* _EXCERPTED TEXT_:
# Accessing, Working with Veda Datasets via VedaCollection + VedaBase

10/30/2018
RJP

Pyveda is a python library for interacting with machine-learning datasets on the veda cloud. This notebook is meant to serve as a brief tutorial to the various modules and their apis in pyveda, and how they interact. This notebook should be updated as the [development](https://github.com/DigitalGlobe/pyveda/tree/development) branch of pyveda is updated with new functionality.

Currently, there are two main veda-data interfaces in pyveda: `VedaCollection` and `VedaBase`. `VedaCollection` is more of a client-side representation of a Veda Dataset, accompanied with an api that supports all current client-server communication (REST), so that editing, deleting, adding new datapoints as well as Datasets are handled on the class instance. `VedaBase` is a high-level wrapper around HDF5 (via pytables) that supports fast read/write of contiguous label, image pairs, custom ML-optimized iteration patterns, custom ML-based filetree structure with fine grain access to each data node and leaf, as well as a query-based api around datapoint metadata (in development), builtin input hooks for plugging into whatever DL framework (in development), and maybe some other stuff, i dunno, some optimization/compression io stuff would be good prob.  

The best way to accompany youself with these api's and how they work, besides this notebook, is looking at the code. Here's where [VedaCollection lives](https://github.com/DigitalGlobe/pyveda/blob/development/pyveda/training.py), and here's where [VedaBase lives](https://github.com/DigitalGlobe/pyveda/blob/development/pyveda/db/vedabase.py).

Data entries
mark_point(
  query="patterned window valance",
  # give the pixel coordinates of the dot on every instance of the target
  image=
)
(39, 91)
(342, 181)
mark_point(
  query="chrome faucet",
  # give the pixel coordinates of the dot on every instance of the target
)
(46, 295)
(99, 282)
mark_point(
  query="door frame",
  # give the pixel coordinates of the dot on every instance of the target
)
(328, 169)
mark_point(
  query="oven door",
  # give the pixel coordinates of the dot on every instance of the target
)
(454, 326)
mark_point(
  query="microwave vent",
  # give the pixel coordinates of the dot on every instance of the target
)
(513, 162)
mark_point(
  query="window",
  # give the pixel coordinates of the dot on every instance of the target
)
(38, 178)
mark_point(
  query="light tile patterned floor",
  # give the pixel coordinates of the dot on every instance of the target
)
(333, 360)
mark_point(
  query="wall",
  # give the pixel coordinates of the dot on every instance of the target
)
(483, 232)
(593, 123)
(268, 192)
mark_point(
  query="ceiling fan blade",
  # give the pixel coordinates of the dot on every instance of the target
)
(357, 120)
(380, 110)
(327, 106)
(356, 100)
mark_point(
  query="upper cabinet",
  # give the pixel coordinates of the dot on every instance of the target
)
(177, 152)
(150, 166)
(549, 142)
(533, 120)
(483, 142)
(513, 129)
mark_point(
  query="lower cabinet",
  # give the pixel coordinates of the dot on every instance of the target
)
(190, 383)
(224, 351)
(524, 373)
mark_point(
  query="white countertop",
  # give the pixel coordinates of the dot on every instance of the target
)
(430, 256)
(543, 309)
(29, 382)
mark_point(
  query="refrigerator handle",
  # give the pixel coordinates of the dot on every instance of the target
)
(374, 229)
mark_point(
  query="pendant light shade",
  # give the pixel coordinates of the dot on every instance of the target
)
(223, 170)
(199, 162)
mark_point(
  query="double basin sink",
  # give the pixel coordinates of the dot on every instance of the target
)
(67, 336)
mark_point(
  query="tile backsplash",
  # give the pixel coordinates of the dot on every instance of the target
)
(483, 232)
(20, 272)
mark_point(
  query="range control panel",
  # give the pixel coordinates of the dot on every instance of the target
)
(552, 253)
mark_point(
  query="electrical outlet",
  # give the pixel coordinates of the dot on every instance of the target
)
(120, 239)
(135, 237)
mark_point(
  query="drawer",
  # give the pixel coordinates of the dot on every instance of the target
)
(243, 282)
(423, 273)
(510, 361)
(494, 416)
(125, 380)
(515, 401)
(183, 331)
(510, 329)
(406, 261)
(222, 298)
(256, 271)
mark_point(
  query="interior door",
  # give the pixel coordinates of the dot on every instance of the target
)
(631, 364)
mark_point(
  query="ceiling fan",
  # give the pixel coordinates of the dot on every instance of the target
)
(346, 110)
* * *
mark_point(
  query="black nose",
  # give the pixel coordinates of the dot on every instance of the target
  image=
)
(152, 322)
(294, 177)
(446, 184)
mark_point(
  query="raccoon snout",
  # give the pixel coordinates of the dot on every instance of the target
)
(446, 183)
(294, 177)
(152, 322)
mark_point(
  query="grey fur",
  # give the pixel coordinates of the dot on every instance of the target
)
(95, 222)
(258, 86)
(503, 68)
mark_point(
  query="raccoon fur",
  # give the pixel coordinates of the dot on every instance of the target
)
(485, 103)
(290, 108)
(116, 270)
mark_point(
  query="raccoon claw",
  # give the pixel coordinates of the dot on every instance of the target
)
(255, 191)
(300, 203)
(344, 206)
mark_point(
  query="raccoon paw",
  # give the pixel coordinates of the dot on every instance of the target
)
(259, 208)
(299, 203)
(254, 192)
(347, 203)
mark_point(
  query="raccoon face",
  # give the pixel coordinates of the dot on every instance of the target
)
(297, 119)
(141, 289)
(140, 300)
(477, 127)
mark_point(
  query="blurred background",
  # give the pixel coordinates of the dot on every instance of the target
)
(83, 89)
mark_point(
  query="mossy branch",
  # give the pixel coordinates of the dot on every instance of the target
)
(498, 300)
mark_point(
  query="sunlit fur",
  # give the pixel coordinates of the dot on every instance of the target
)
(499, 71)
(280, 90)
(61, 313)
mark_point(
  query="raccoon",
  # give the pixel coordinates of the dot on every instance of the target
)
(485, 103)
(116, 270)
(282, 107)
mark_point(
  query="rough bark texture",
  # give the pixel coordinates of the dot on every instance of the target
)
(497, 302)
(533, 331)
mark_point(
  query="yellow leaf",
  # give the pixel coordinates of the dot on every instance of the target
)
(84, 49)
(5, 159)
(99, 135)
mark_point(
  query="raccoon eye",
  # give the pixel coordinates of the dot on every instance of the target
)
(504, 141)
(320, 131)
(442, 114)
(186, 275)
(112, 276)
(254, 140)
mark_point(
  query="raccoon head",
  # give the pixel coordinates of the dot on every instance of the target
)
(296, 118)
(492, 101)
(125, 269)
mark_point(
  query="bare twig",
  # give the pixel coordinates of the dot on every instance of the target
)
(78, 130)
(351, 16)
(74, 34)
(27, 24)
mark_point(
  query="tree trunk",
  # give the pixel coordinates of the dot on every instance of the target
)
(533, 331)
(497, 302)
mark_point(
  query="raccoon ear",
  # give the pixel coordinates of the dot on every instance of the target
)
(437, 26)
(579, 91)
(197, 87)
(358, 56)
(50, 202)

* _JOB_: Write out the pyveda tutorial text word for word, starting with "Currently, there are" and going on through "be good prob.". You won't need the records for anything here.

* _EXERCISE OUTPUT_:
Currently, there are two main veda-data interfaces in pyveda: `VedaCollection` and `VedaBase`. `VedaCollection` is more of a client-side representation of a Veda Dataset, accompanied with an api that supports all current client-server communication (REST), so that editing, deleting, adding new datapoints as well as Datasets are handled on the class instance. `VedaBase` is a high-level wrapper around HDF5 (via pytables) that supports fast read/write of contiguous label, image pairs, custom ML-optimized iteration patterns, custom ML-based filetree structure with fine grain access to each data node and leaf, as well as a query-based api around datapoint metadata (in development), builtin input hooks for plugging into whatever DL framework (in development), and maybe some other stuff, i dunno, some optimization/compression io stuff would be good prob.